** Begin Listed entries **

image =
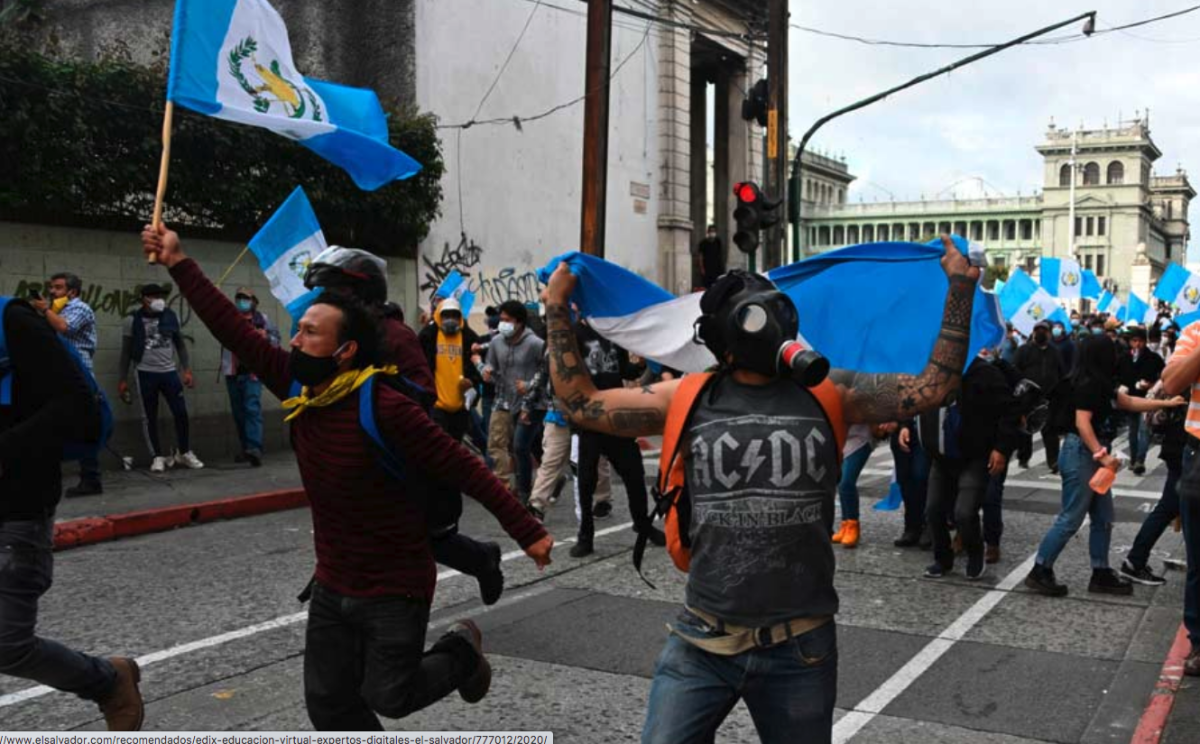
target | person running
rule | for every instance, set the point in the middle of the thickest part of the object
(373, 585)
(1091, 424)
(52, 405)
(757, 623)
(361, 275)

** End Listed entries **

■ **Goal**: Please rewrite the records above, replacing "thickest" with "widest" and keeping everything else unchanged. Leave the pictures out of your answer.

■ **Exercise result**:
image =
target | person running
rule | for every instance, set the point in the middle of the widest part of the object
(373, 585)
(1091, 424)
(52, 405)
(757, 623)
(361, 275)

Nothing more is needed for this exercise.